Records from a dataset:
* * * * *

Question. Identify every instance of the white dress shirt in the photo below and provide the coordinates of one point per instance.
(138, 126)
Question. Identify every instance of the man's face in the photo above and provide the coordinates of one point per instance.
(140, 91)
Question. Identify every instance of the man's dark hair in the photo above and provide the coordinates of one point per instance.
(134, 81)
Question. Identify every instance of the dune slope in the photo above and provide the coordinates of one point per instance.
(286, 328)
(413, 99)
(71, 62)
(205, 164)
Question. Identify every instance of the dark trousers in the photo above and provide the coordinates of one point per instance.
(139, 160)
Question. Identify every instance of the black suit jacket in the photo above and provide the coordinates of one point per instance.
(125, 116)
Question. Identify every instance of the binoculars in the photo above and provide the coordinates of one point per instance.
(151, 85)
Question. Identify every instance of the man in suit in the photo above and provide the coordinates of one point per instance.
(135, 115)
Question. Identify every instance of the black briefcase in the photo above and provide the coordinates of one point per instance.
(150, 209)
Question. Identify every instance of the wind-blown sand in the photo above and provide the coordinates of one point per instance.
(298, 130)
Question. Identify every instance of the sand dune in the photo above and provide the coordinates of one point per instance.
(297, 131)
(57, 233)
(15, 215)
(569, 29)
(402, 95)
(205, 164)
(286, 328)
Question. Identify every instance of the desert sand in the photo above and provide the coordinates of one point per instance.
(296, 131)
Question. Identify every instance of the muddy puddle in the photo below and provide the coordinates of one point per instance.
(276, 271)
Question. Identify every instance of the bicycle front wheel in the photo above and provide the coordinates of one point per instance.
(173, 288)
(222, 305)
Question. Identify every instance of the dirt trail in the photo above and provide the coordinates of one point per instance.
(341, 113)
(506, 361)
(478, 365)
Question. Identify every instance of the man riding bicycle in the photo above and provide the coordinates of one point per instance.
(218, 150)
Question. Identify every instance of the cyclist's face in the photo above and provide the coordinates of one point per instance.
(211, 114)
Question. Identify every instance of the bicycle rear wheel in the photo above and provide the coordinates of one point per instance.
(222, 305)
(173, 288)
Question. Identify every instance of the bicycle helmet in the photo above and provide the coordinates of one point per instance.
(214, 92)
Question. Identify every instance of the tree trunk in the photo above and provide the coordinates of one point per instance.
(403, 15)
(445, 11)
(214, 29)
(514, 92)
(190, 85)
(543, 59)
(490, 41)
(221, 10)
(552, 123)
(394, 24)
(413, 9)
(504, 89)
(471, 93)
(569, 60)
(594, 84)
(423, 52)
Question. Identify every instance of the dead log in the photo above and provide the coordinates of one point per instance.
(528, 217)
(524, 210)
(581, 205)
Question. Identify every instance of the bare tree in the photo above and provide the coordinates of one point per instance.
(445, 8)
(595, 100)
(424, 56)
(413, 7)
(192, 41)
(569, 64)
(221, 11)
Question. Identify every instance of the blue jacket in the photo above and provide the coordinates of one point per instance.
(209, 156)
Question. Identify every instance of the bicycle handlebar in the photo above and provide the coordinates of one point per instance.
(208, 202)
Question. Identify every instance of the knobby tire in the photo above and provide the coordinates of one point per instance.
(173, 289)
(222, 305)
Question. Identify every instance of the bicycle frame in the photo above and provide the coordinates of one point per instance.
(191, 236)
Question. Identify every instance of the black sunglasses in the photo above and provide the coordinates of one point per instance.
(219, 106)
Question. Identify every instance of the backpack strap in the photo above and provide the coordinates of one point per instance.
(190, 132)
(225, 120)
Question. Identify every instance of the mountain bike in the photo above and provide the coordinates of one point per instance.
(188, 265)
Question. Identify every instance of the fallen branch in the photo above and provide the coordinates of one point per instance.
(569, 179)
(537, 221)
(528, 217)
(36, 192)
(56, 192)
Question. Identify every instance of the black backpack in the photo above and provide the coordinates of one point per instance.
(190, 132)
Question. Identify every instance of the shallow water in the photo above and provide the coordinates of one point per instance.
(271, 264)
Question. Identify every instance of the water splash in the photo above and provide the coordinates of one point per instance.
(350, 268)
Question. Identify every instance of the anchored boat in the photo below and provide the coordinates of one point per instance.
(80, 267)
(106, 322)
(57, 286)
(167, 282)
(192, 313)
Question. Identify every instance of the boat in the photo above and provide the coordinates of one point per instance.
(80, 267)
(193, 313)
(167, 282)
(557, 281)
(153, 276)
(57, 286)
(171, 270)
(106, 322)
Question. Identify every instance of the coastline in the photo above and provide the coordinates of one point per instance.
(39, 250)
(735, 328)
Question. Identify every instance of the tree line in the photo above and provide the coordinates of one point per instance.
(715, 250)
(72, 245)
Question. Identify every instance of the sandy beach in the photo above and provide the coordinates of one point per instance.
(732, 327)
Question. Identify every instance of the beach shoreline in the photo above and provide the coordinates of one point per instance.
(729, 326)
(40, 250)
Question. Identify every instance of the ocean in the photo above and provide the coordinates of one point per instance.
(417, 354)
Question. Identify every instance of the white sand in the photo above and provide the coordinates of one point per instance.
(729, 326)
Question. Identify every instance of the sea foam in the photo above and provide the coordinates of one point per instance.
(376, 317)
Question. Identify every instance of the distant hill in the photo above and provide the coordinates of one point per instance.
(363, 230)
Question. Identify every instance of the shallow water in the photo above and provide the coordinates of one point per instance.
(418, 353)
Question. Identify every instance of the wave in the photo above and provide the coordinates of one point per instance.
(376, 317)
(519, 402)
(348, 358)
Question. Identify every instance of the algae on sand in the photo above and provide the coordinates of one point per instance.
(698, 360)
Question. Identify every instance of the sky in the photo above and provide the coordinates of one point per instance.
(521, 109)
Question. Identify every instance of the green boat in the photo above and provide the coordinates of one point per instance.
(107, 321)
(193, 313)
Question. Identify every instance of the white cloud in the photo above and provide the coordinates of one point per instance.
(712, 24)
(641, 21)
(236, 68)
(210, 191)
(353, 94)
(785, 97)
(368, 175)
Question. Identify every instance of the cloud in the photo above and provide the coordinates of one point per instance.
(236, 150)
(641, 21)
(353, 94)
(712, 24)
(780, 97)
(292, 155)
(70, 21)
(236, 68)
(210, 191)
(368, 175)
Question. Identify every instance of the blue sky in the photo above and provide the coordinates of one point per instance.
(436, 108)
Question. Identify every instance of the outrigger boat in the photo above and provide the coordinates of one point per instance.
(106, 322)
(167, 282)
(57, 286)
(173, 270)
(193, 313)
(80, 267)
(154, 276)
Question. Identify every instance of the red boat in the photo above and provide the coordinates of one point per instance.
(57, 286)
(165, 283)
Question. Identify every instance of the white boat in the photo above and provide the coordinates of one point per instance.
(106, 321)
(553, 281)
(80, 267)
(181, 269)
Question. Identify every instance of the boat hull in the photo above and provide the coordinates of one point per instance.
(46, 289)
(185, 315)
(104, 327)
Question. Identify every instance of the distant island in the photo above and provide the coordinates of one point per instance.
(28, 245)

* * * * *

## TASK PROMPT
Reproduce the data above in full. Leave nothing out.

## EXERCISE ANSWER
Question. Identify every instance of the white dress shirt in the photo below and provide the coordinates of one point per instance.
(138, 126)
Question. Identify every instance of the man's face in the photo above and provide the coordinates of one point per instance.
(140, 91)
Question. Identify every instance of the man's dark hair in the photo above and provide the coordinates of one point per instance.
(134, 81)
Question. Identify every instance of the dune slope in the photo above and provide the coordinates of one point per instance.
(286, 328)
(413, 99)
(71, 62)
(205, 164)
Question. Identify every instance of the dark trousers in the photo above and provide the coordinates of one point per instance.
(139, 160)
Question. Identify every instance of the black suit jacket in the photo above and provide the coordinates of one point per instance.
(125, 116)
Question. Identify every instance of the binoculars in the photo above and provide the coordinates of one point per instance.
(151, 85)
Question. Identify every instance of the man in suit in the photo above and provide the coordinates of one point per instance.
(135, 115)
Question. Identify every instance of the black briefcase in the photo above and provide the coordinates of one point per instance.
(150, 209)
Question. Identify every instance of the wind-blown sand in the photo above and provide the coordinates of one point per instance.
(298, 130)
Question. Identify every instance of the sand dune in the photo above and provide the coordinates of one point per instance.
(297, 131)
(57, 233)
(15, 215)
(569, 29)
(402, 95)
(205, 164)
(286, 328)
Question. Identify every instance of the desert sand in the photo above and provide the coordinates of one point per instance.
(296, 131)
Question. Identify every instance of the muddy puddle in the photo below and provide the coordinates of one point per instance.
(276, 271)
Question. Identify every instance of the bicycle front wheel in the photo above and provide the coordinates of one point per instance.
(173, 288)
(222, 305)
Question. Identify every instance of the dirt trail in the photo above and provide the coordinates of one point per instance.
(341, 113)
(506, 361)
(478, 365)
Question. Identify every instance of the man riding bicycle in the photo above and provide the coordinates of one point per instance.
(218, 150)
Question. Identify every instance of the cyclist's face in the photo above and provide the coordinates of one point per instance.
(211, 114)
Question. Identify every instance of the bicycle rear wheel in the photo above and provide the coordinates of one point per instance.
(222, 305)
(173, 288)
Question. Identify every instance of the bicycle helmet in the photo above and provide the coordinates of one point per instance.
(214, 92)
Question. Identify every instance of the tree trunk in the photo above and provide the coordinates of one point per instance.
(403, 15)
(445, 11)
(214, 29)
(514, 92)
(190, 85)
(543, 59)
(490, 41)
(221, 10)
(552, 123)
(394, 24)
(413, 9)
(504, 89)
(471, 93)
(569, 60)
(594, 84)
(423, 52)
Question. Identify every instance of the dead log in the photo above and provide the coordinates of one point per instance.
(528, 217)
(524, 210)
(581, 205)
Question. Identify every instance of the bare tree in the photo above and provide the coordinates of one point per instance.
(445, 8)
(595, 100)
(424, 56)
(413, 7)
(192, 41)
(569, 64)
(221, 11)
Question. Identify every instance of the blue jacket in the photo above and provide the coordinates of one point per instance.
(209, 156)
Question. Identify every instance of the bicycle handlebar in the photo above and provide the coordinates of one point per instance.
(208, 202)
Question. Identify every instance of the knobby tire in the photo above and provide the coordinates of one point per instance.
(173, 289)
(222, 305)
Question. Identify every instance of the bicycle frame in the photo above and provide the coordinates of one point per instance.
(191, 236)
Question. Identify every instance of the black sunglasses in the photo above and provide the coordinates of one point per instance.
(219, 106)
Question. Identify every instance of the backpack strap in the photo above and provide the coordinates of one point per instance.
(190, 132)
(225, 120)
Question. Identify every instance of the mountain bike in the photo above and provide the coordinates of one point per instance.
(188, 265)
Question. Identify every instance of the fallen branch in the photo above and provide the coordinates of one point per instance.
(569, 179)
(537, 221)
(528, 217)
(36, 192)
(56, 192)
Question. Identify every instance of the black backpack in the photo above and provide the coordinates of one point per instance.
(190, 132)
Question. Identify every instance of the shallow water in the photo above and provide the coordinates of one point per instance.
(271, 264)
Question. Identify every instance of the water splash in the photo above and provide the coordinates of one point per instance.
(350, 268)
Question. Identify every instance of the anchored boat in the photo below and provide the coordinates of one point per instance.
(80, 267)
(106, 322)
(57, 286)
(167, 282)
(192, 313)
Question. Identify every instance of the boat in the photo above and provide the coordinates of one point per instance.
(80, 267)
(193, 313)
(167, 282)
(557, 281)
(153, 276)
(57, 286)
(171, 270)
(106, 322)
Question. Identify every instance of the coastline in the photo above and provide the coordinates of one point per instance.
(39, 250)
(735, 328)
Question. Identify every instance of the tree line in the photo above and provide the coordinates of one point per instance.
(715, 250)
(72, 245)
Question. Identify every instance of the sandy beach in the photo above and provide the coordinates of one point per instance.
(732, 327)
Question. Identify every instance of the beach shoreline in the photo above and provide the coordinates of one point per instance.
(729, 326)
(40, 250)
Question. Identify every instance of the ocean in the photo above and provide the coordinates of one point per instance.
(417, 354)
Question. Identify every instance of the white sand in the photo above and provide the coordinates of one point per instance.
(729, 326)
Question. Identify every instance of the sea foam in the photo above and provide the coordinates of one point per instance.
(376, 317)
Question. Identify every instance of the distant hill in the photo above and provide the coordinates of one point per instance.
(363, 230)
Question. Identify every instance of the shallow water in the photo above and provide the coordinates of one point per instance.
(418, 353)
Question. Identify every instance of the wave in the photo above and provide the coordinates of one point per instance.
(376, 317)
(519, 402)
(348, 358)
Question. Identify every instance of the algae on sand in the photo above and provide the coordinates of one point per instance.
(698, 360)
Question. Identify every instance of the sky in the photo above and provide the coordinates of one point per instance.
(521, 109)
Question. Identify every instance of the green boat in the photo above and provide the coordinates of one point per instance.
(107, 321)
(193, 313)
Question. Identify every instance of the white cloud in the photo above and provide the coordinates of one point per instance.
(712, 24)
(641, 21)
(236, 68)
(210, 191)
(353, 94)
(785, 97)
(368, 175)
Question. Identify every instance of the cloud in the photo above and provide the coordinates of one point per instance.
(236, 150)
(641, 21)
(353, 94)
(712, 24)
(780, 97)
(292, 155)
(70, 21)
(236, 68)
(210, 191)
(368, 175)
Question. Identify every instance of the blue sky in the photo above and provide the coordinates of one point per instance.
(436, 108)
Question. Identify every instance of the outrigger boat in the photo above and provide the coordinates of one point per instance.
(106, 322)
(167, 282)
(57, 286)
(173, 270)
(193, 313)
(80, 267)
(154, 276)
Question. Identify every instance of the red boat in the photo above and provide the coordinates of one point per instance.
(57, 286)
(165, 283)
Question. Identify every instance of the white boat in the photo above and provide the coordinates of one point per instance.
(106, 321)
(553, 281)
(80, 267)
(181, 269)
Question. Identify every instance of the boat hull in the photo above and provide the coordinates of one point per instance.
(46, 289)
(185, 315)
(104, 327)
Question. Identify every instance of the distant island in the photo above and provide the coordinates of one point per instance.
(28, 245)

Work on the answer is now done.